### Task
Restate the entries below word for word, omitting nothing.

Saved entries
— start —
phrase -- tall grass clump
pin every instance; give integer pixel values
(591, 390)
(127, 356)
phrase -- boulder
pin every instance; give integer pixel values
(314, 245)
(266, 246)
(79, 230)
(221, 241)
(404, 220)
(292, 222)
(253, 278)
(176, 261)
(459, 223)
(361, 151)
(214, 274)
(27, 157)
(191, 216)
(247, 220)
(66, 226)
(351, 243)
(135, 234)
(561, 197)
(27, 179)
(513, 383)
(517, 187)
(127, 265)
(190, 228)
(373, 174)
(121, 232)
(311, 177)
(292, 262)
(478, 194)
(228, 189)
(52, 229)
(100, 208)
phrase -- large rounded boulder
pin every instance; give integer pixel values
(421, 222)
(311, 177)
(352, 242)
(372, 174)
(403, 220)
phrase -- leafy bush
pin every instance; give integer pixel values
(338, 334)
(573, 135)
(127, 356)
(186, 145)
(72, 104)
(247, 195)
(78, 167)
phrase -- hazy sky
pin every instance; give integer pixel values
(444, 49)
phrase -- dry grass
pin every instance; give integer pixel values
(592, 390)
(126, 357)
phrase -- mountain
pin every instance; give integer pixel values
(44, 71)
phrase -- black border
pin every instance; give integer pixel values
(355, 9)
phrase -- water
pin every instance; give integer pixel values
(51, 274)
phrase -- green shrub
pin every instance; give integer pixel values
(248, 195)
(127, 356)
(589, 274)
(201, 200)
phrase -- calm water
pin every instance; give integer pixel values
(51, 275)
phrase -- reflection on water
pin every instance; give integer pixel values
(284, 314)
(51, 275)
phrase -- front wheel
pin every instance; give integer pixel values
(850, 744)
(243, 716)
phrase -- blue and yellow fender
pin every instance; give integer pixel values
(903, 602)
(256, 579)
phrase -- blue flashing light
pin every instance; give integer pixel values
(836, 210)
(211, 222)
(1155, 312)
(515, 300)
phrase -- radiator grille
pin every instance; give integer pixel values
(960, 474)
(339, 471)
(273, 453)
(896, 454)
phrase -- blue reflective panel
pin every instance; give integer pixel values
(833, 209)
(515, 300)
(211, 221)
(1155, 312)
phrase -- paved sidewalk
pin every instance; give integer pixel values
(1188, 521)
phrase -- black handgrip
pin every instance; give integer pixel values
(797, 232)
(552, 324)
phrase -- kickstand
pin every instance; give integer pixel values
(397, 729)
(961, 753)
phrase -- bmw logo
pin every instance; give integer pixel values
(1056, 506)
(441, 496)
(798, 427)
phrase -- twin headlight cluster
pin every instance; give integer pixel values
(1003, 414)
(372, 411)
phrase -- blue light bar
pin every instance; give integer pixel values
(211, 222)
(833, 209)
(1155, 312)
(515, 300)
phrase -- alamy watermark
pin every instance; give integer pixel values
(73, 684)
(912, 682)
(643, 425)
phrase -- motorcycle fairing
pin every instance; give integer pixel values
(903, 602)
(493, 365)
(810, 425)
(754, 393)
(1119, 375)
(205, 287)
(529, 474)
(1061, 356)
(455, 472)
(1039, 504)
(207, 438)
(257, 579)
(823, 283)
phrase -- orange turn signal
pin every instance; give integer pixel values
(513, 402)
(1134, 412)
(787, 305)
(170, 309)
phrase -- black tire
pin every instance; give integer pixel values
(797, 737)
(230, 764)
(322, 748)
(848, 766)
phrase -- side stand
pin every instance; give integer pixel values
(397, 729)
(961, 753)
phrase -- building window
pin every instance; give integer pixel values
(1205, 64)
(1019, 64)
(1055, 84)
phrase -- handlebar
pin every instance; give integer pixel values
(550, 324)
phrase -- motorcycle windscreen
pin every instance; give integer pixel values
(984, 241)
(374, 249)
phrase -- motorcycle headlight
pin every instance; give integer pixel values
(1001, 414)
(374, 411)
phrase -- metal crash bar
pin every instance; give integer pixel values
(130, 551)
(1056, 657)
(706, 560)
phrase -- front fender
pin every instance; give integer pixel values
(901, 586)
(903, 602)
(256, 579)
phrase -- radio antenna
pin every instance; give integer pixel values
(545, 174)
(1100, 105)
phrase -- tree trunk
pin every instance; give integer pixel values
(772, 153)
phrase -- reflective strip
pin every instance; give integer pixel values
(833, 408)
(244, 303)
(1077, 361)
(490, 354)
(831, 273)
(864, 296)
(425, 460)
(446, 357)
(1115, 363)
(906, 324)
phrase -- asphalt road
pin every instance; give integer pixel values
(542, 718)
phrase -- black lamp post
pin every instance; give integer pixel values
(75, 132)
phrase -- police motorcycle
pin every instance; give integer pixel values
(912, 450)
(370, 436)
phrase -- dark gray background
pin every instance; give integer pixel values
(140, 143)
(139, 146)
— end —
### Response for this exercise
phrase -- tall grass clump
pin every instance; give integer pixel values
(591, 390)
(127, 356)
phrase -- boulder
pin every instance; give integer pixel values
(314, 245)
(266, 246)
(79, 230)
(221, 241)
(404, 220)
(292, 222)
(253, 278)
(176, 261)
(459, 223)
(361, 151)
(214, 274)
(27, 157)
(191, 216)
(247, 220)
(66, 226)
(351, 243)
(135, 234)
(561, 197)
(27, 179)
(513, 383)
(517, 187)
(127, 265)
(190, 228)
(373, 174)
(121, 232)
(311, 177)
(292, 262)
(478, 194)
(228, 189)
(52, 229)
(100, 208)
phrase -- large rounded boulder
pin every instance; give integer pixel values
(421, 222)
(311, 177)
(352, 242)
(372, 174)
(403, 220)
phrase -- leafy bush
pin every instance; give integer pixel values
(338, 334)
(573, 135)
(127, 356)
(186, 145)
(72, 104)
(247, 195)
(78, 167)
phrase -- hazy sky
pin every instance; give integer pixel values
(444, 49)
phrase -- dry grass
pin every instance; give integer pixel values
(592, 390)
(126, 357)
phrase -- mountain
pin every instance; give integer pixel values
(44, 71)
phrase -- black border
pin every instance; give integer pixel values
(355, 9)
phrase -- water
pin every instance; give integer pixel values
(51, 274)
phrase -- green shrub
pin every instance; give integer pixel values
(248, 195)
(127, 356)
(589, 274)
(201, 200)
phrase -- calm water
pin every instance; give integer pixel values
(51, 275)
phrase -- reflection on water
pin every instance; give integer pixel values
(284, 314)
(51, 275)
phrase -- front wheel
pin every instance; give integer pixel values
(850, 744)
(243, 716)
phrase -- blue and yellow fender
pin every instance; give integer pixel values
(903, 602)
(256, 579)
phrase -- blue flashing light
pin every instance; give integer pixel values
(836, 210)
(211, 222)
(1155, 312)
(515, 300)
phrase -- radiator grille
pin every instance; give integer pixel values
(960, 474)
(339, 471)
(273, 453)
(896, 454)
phrase -- blue reflective panel
pin every instance; give integer pixel values
(833, 209)
(515, 300)
(211, 221)
(1155, 312)
phrase -- paved sidewalk
pin every instance; give integer pixel values
(1188, 521)
phrase -- black handgrip
pin every instance; give integer pixel values
(797, 232)
(552, 324)
phrase -- kickstand
pin every instance; give integer pixel values
(397, 729)
(961, 753)
phrase -- bmw logo
pin every instance; give integer pixel values
(1056, 506)
(441, 496)
(798, 427)
phrase -- twin headlight cluster
pin every instance; give integer pixel values
(1003, 414)
(372, 411)
phrase -- blue light bar
pin every instance; give integer pixel values
(211, 222)
(833, 209)
(1155, 312)
(515, 300)
phrase -- alamy watermark
pin every instance; give integer pixel values
(73, 684)
(912, 682)
(643, 425)
phrase -- motorcycle fairing
pin every instance; give integer pixel values
(903, 602)
(493, 365)
(810, 425)
(754, 393)
(1119, 375)
(205, 287)
(529, 474)
(1061, 356)
(455, 472)
(1039, 504)
(207, 438)
(257, 579)
(823, 283)
phrase -- orange turn signal
pin every instance; give integer pixel values
(513, 402)
(1134, 412)
(787, 305)
(170, 309)
phrase -- black tire
pin every instance; give integer pixel values
(797, 737)
(230, 764)
(322, 748)
(848, 766)
phrase -- side stand
pin every instance; give integer pixel values
(397, 729)
(961, 753)
phrase -- building window
pin every instance; give integer pixel values
(1205, 64)
(1019, 64)
(1055, 84)
phrase -- handlebar
pin every instance; give integer pixel values
(550, 324)
phrase -- motorcycle windscreen
pin every instance; give integer pixel values
(984, 241)
(374, 249)
phrase -- motorcycle headlight
pin every instance; give integer pixel values
(1001, 414)
(374, 411)
phrase -- metal crash bar
pin every instance; give integer pixel values
(130, 551)
(1056, 657)
(706, 560)
phrase -- front fender
pin every instance; give integer pixel values
(901, 586)
(903, 602)
(256, 579)
phrase -- radio antenna
pin every instance; give integer pixel values
(545, 174)
(1100, 105)
phrase -- tree trunk
pin every instance; give integer pixel values
(772, 153)
phrase -- reflective strip
pin every instance; give integer pixel values
(833, 408)
(244, 303)
(1077, 361)
(490, 354)
(831, 273)
(864, 296)
(425, 460)
(446, 357)
(1115, 363)
(906, 324)
phrase -- asphalt road
pin every instance; give integer pixel values
(542, 718)
phrase -- black lamp post
pin every instance; give integer pixel values
(75, 132)
phrase -- police motorcycle
pin every instance; give integer pixel values
(912, 450)
(370, 436)
phrase -- dark gray background
pin every instance; give integer pixel values
(140, 143)
(139, 146)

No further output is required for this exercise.